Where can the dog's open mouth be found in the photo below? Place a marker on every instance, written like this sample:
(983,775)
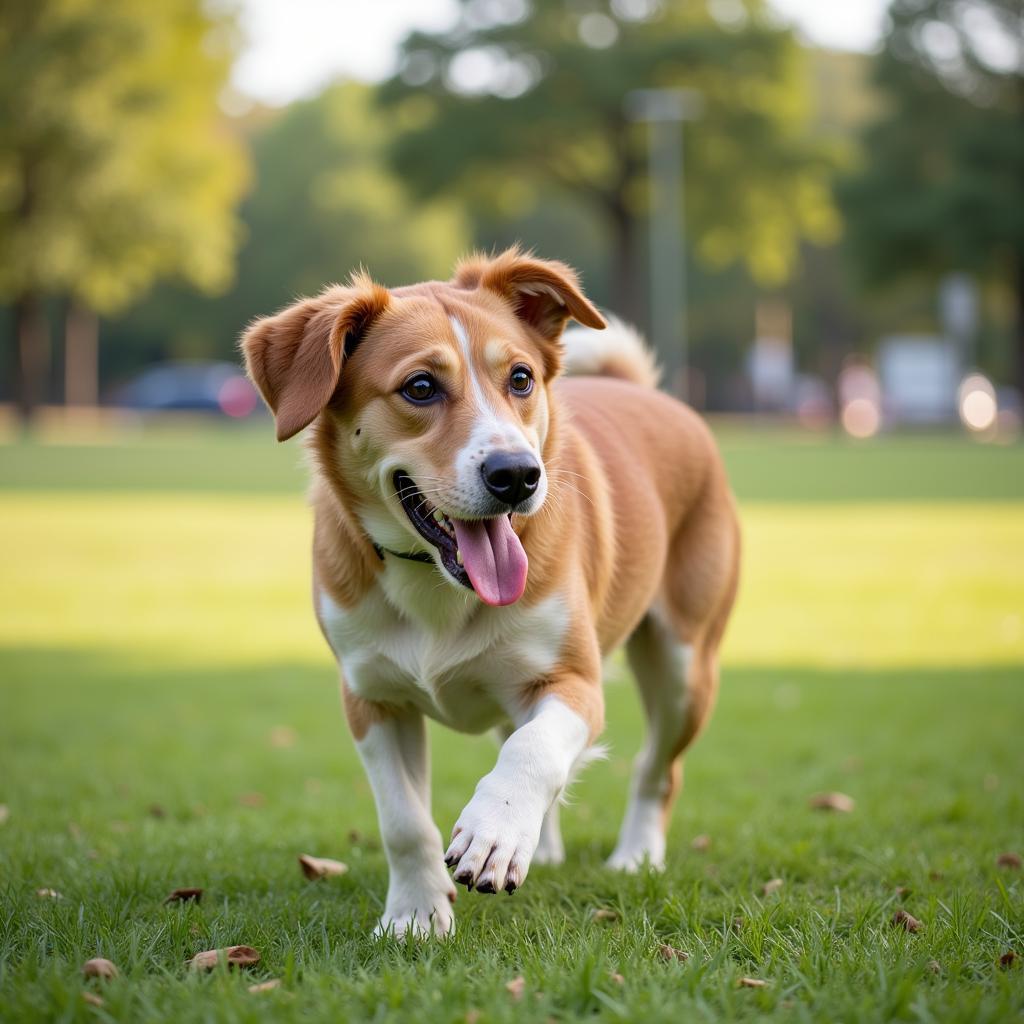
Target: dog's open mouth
(484,555)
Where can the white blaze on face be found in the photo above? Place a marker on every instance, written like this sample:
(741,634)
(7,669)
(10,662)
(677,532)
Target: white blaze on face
(489,433)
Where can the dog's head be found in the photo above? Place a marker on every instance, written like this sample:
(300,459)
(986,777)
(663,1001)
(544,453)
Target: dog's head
(438,398)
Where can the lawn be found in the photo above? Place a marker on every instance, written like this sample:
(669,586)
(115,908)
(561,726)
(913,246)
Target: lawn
(169,717)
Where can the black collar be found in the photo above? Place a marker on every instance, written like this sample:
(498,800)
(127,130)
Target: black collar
(413,556)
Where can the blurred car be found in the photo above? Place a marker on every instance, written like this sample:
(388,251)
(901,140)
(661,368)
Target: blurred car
(197,385)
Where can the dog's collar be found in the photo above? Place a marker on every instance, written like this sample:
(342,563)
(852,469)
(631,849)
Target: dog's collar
(413,556)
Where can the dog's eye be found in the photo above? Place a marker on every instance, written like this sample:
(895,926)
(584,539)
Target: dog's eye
(420,388)
(521,380)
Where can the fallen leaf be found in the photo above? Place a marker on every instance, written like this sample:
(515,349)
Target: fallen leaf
(516,987)
(903,920)
(321,867)
(832,802)
(99,968)
(283,736)
(236,956)
(184,896)
(265,986)
(668,952)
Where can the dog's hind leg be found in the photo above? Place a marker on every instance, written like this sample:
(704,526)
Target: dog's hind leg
(674,655)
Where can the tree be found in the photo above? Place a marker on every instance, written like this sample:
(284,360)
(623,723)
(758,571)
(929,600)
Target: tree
(115,166)
(942,184)
(522,96)
(324,203)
○ ○ ○ ○
## Exercise prompt:
Give everything from the line containing "Where can the dog's eye" down to the end of the items above as a numbered list, with blank lines left out.

## Response to this task:
1. Where can the dog's eye be found in the photo above? Place a marker on every instance, written like this sample:
2. (895,926)
3. (584,539)
4. Target: dog's eye
5. (420,388)
6. (521,380)
7. Where can the fallen leaf be found in the photo above? Place a marker on every instance, written like this sample:
8. (515,349)
9. Target: fallen leaf
10. (516,987)
11. (903,920)
12. (321,867)
13. (832,802)
14. (99,968)
15. (283,736)
16. (236,956)
17. (184,896)
18. (265,986)
19. (668,952)
20. Where can the dog's hind leg be found in the photo above? Place a marker on every instance, written like this sample:
21. (704,526)
22. Target: dog's hind leg
23. (674,655)
24. Where can the tree be found in the photo above? Place a marker on every instance, written like this sample:
25. (284,360)
26. (623,723)
27. (758,571)
28. (929,600)
29. Target: tree
30. (115,166)
31. (942,184)
32. (522,96)
33. (324,203)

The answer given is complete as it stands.